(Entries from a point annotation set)
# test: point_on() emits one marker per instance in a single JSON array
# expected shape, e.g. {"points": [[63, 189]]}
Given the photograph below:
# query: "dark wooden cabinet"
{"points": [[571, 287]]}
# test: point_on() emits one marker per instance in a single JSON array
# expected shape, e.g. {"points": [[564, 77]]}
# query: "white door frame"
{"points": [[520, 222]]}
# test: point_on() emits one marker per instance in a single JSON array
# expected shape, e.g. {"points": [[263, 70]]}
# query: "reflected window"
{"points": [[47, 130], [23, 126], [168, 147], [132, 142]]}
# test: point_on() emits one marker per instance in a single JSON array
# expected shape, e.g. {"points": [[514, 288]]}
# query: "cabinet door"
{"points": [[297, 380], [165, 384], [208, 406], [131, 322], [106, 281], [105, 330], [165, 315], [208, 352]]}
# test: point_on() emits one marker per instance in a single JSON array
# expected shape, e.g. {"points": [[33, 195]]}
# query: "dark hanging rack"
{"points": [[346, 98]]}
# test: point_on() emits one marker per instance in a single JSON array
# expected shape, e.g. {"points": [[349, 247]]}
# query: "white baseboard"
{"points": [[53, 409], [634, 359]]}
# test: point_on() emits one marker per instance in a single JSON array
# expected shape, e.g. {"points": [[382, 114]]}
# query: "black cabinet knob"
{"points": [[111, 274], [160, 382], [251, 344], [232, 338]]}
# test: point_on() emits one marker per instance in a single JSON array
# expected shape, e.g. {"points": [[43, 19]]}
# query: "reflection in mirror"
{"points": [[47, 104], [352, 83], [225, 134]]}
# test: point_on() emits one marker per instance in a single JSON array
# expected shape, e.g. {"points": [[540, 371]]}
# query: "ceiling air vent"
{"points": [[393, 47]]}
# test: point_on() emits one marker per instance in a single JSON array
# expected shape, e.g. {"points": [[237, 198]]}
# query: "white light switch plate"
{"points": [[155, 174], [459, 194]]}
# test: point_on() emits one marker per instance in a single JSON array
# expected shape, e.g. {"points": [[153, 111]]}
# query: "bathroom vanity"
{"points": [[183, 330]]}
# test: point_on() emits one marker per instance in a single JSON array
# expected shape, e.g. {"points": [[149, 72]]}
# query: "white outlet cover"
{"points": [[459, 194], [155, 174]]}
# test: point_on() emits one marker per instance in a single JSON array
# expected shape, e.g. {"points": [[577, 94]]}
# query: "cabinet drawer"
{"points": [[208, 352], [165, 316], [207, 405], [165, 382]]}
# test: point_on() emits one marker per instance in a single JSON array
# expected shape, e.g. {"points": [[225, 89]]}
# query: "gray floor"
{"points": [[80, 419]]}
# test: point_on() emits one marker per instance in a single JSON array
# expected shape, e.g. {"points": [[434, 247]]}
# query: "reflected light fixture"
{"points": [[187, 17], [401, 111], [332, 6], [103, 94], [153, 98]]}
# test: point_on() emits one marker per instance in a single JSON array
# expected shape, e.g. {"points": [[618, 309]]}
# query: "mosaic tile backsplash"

__WHAT IS NEEDED__:
Output the data above exactly, please, line for line.

__RESPONSE__:
# test: point_on() emits one marker per instance in a single JSON array
# expected shape, e.g. {"points": [[63, 189]]}
Given the photograph below:
# query: "dark wooden cabinet"
{"points": [[571, 287]]}
# test: point_on() emits one marker per instance in a single JSON array
# expected shape, e.g. {"points": [[564, 77]]}
# query: "white door frame"
{"points": [[520, 222]]}
# test: point_on() emits one marker per instance in a single JSON array
# expected shape, e.g. {"points": [[263, 70]]}
# query: "reflected window"
{"points": [[47, 130], [23, 126], [168, 147], [132, 142]]}
# test: point_on() emits one marker per instance in a single JSON array
# expected shape, e.g. {"points": [[514, 288]]}
# query: "cabinet door"
{"points": [[297, 380], [165, 384], [208, 406], [131, 322], [106, 281], [105, 330], [165, 315], [208, 352]]}
# test: point_on() emits one marker per instance in a single JSON array
# expected shape, e.g. {"points": [[33, 195]]}
# query: "dark hanging rack"
{"points": [[346, 98]]}
# test: point_on() emits one marker per instance in a single JSON array
# expected shape, e.g. {"points": [[349, 247]]}
# query: "white baseboard"
{"points": [[53, 409], [634, 359]]}
# test: point_on() emits one marker per instance in a single JSON array
# expected shape, e.g. {"points": [[382, 114]]}
# query: "black cabinet knob"
{"points": [[111, 274], [160, 382], [251, 344], [232, 338]]}
# test: point_on() emits one marker per instance in a single JSON array
# expected shape, e.g. {"points": [[43, 19]]}
# query: "reflection in mirror"
{"points": [[47, 104], [352, 83], [225, 134]]}
# test: point_on() emits one marker per instance in a single JSON array
# expected shape, e.g. {"points": [[540, 371]]}
# query: "ceiling air vent"
{"points": [[393, 47]]}
# test: point_on() emits one marker per instance in a single JSON array
# expected shape, e.g. {"points": [[237, 198]]}
# query: "white light switch plate"
{"points": [[155, 174], [459, 194]]}
# test: point_on() emits one marker per instance in a single JSON array
# expected shape, e.g. {"points": [[153, 111]]}
# query: "bathroom vanity"
{"points": [[183, 330]]}
# test: point_on() emits one marker per instance in a single JSON array
# expected shape, e.g. {"points": [[149, 72]]}
# query: "white outlet cover"
{"points": [[459, 194], [155, 174]]}
# test: point_on() emits one marker per instance in a single JSON array
# expected shape, e.g. {"points": [[577, 94]]}
# query: "cabinet drawer"
{"points": [[208, 352], [165, 316], [207, 405], [165, 382]]}
# test: point_on() emits one marker per instance in a single JSON array
# expected shape, e.g. {"points": [[225, 89]]}
# query: "gray floor"
{"points": [[80, 419]]}
# test: point_on() emits one marker per instance in a single JSON array
# expected shape, e.g. {"points": [[434, 247]]}
# query: "reflected light fixture"
{"points": [[187, 17], [401, 111], [332, 6], [103, 94], [153, 98]]}
# test: point_on() emits one marker per instance in a single JSON array
# expected shape, e.g. {"points": [[618, 309]]}
# query: "mosaic tile backsplash"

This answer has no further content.